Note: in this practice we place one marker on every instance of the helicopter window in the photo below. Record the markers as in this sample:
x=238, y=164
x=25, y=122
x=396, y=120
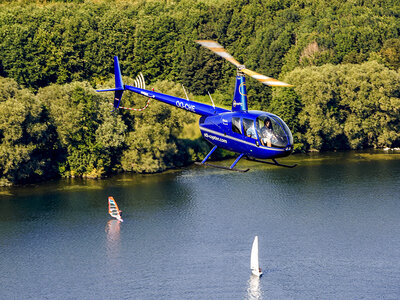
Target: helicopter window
x=271, y=132
x=236, y=126
x=248, y=125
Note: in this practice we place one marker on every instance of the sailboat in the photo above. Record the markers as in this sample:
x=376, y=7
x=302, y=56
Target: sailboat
x=254, y=265
x=113, y=209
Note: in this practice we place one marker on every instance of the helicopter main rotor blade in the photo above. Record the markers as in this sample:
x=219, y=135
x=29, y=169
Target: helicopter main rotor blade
x=219, y=50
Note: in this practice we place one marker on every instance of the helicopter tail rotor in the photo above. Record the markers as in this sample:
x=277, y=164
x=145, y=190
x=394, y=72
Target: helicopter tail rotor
x=219, y=50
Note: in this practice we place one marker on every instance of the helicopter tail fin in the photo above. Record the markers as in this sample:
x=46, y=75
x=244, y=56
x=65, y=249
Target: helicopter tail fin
x=119, y=85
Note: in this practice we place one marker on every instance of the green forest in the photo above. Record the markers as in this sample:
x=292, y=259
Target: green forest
x=343, y=58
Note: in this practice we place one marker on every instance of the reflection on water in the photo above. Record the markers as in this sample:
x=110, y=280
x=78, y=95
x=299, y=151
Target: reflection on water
x=113, y=238
x=253, y=288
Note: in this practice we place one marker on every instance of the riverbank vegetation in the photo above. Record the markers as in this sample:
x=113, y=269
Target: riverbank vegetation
x=342, y=58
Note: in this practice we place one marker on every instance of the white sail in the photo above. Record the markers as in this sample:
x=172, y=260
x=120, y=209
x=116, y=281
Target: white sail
x=113, y=209
x=254, y=265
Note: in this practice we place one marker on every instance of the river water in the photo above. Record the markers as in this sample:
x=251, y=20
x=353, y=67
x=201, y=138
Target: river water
x=328, y=229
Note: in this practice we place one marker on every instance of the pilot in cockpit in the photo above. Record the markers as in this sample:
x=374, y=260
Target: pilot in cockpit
x=267, y=133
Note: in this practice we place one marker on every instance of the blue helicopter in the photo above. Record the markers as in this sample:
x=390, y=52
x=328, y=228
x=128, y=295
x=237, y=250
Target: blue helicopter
x=253, y=134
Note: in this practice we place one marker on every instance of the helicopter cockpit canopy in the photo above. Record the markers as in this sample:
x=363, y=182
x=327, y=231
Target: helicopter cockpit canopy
x=273, y=132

■ **Exercise**
Could you extract every entry above word for word, dropping the picture?

■ **Solution for this task**
Note: in this practice we place one marker on every instance of the helicopter window in the photo below. Record the markers as in this sample:
x=238, y=164
x=25, y=122
x=396, y=120
Target: helicopter window
x=271, y=132
x=236, y=126
x=248, y=125
Note: in this practice we place one marker on every instance of the sailboat in the photo above. Record the markers as in this sample:
x=376, y=7
x=302, y=56
Target: sailboat
x=254, y=265
x=113, y=209
Note: in this practice we place one marker on every instance of the helicopter main rotor blade in the photo above. Record the markers as in this sample:
x=219, y=135
x=29, y=169
Target: helicopter main rotor blade
x=219, y=50
Note: in this practice we place one marker on every instance of the helicopter tail rotor in the photo above. Record the markers as in this sample:
x=277, y=164
x=145, y=190
x=394, y=72
Target: helicopter tail rotor
x=219, y=50
Note: in this practice we place one marker on every instance of the helicopter tail fin in the photo above. Record the markers as in this sample:
x=46, y=75
x=244, y=56
x=65, y=249
Target: helicopter tail fin
x=119, y=85
Note: in this practice we place one marker on every instance of the green forest in the photo above. Record the markers as in this sample:
x=292, y=259
Target: green forest
x=343, y=58
Note: in this practice we place one marker on every instance of the reflection on water in the photo above. Record the markers as in this sample:
x=110, y=280
x=78, y=95
x=299, y=151
Target: reflection on water
x=113, y=238
x=253, y=288
Note: in this practice we place one marker on every instance of the riverbank vegetation in the photo above. Record the markers as in this sample:
x=113, y=269
Target: riverbank vegetation
x=342, y=58
Note: in this practice we place one marker on every instance of the white sail in the photo above. Record the markers as in this sample:
x=172, y=260
x=120, y=209
x=116, y=281
Target: white sail
x=113, y=209
x=254, y=265
Note: in this practice we place one marker on every instance of the river water in the photo above. Record the markers as in this sample:
x=251, y=20
x=353, y=67
x=201, y=138
Target: river water
x=328, y=229
Note: in this practice we place one marker on every instance of the pilot in cockpit in the photo above. Record the markers as in this sample:
x=374, y=260
Target: pilot in cockpit
x=267, y=133
Note: in this practice we place one marker on every instance of the blue helicopter in the photo above. Record the markers as in this sample:
x=390, y=52
x=328, y=228
x=128, y=295
x=237, y=250
Target: blue helicopter
x=253, y=134
Note: in this practice we place one marker on every instance of the helicopter cockpit canopy in the photo above. Record the markers as in this sample:
x=363, y=182
x=327, y=231
Target: helicopter cockpit canopy
x=273, y=132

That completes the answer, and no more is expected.